**SET EXERCISE:** Starting at the line that contains "Might I trouble you for the coordinates of the black television" and ending with the last line of the listing, both included, give those lines as a JSON list of strings, one string per line, leaving out blank lines.

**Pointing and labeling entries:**
-------------------------

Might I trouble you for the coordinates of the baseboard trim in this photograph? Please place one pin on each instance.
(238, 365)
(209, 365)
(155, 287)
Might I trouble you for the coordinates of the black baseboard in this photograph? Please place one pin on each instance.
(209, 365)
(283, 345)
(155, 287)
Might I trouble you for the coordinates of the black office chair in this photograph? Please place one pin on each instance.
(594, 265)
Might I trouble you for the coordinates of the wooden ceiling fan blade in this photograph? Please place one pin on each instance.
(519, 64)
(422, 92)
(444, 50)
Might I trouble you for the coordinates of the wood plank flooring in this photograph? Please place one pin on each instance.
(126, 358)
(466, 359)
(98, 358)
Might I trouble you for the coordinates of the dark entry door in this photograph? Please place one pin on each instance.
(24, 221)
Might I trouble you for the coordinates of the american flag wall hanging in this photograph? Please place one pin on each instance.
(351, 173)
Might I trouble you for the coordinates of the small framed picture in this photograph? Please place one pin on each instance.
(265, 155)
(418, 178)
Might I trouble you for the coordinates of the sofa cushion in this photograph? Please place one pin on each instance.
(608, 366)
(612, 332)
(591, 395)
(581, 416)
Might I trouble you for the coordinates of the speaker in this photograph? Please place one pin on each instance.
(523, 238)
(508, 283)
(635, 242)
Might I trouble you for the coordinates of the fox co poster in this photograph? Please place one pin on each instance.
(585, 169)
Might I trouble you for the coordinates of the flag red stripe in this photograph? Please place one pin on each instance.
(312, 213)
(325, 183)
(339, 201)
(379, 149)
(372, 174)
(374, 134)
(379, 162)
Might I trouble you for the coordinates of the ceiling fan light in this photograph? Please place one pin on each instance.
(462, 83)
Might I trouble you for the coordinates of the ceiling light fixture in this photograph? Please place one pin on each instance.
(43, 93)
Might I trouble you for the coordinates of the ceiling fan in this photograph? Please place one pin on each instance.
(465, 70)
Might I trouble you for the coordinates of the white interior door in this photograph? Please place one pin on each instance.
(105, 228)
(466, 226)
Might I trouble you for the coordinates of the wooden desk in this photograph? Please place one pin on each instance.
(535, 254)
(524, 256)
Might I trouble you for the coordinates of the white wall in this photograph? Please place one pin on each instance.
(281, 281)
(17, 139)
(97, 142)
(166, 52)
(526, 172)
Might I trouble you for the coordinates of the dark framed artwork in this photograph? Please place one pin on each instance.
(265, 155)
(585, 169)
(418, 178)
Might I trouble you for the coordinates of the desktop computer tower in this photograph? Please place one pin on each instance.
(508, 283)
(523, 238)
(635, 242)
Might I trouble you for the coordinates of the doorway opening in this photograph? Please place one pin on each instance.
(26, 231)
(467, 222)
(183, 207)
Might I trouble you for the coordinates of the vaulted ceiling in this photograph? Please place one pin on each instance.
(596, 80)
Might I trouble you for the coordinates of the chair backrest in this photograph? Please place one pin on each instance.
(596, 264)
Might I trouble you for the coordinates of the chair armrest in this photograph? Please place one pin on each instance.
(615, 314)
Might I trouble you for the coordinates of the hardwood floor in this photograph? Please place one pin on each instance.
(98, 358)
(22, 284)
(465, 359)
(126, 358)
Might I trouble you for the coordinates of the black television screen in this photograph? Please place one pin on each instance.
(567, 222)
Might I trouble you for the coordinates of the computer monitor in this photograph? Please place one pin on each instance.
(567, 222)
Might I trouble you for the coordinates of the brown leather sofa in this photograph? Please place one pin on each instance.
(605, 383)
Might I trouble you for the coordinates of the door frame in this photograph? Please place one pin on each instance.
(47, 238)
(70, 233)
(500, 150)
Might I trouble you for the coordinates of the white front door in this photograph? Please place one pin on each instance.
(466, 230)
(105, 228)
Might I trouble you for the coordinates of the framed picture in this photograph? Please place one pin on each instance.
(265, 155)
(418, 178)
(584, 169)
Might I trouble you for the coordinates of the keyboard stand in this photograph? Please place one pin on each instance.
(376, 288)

-------------------------

**FULL OUTPUT:**
[
  "Might I trouble you for the coordinates of the black television screen in this photograph? Please place one pin on each instance.",
  "(567, 222)",
  "Might I trouble you for the coordinates of the computer monitor in this photograph? Please place one pin on each instance.",
  "(567, 222)",
  "Might I trouble you for the coordinates of the brown leather sofa in this photograph? Please place one pin on each instance.",
  "(605, 383)",
  "Might I trouble you for the coordinates of the door frame in this photograph? Please place one pin on each instance.",
  "(47, 238)",
  "(70, 233)",
  "(500, 150)",
  "Might I trouble you for the coordinates of the white front door in this photograph? Please place one pin on each instance.",
  "(466, 230)",
  "(105, 228)",
  "Might I trouble you for the coordinates of the framed picture in this photograph? Please place one pin on each instance.",
  "(265, 155)",
  "(418, 178)",
  "(584, 169)",
  "Might I trouble you for the coordinates of the keyboard stand in this photograph? Please place one pin on each instance.",
  "(376, 288)"
]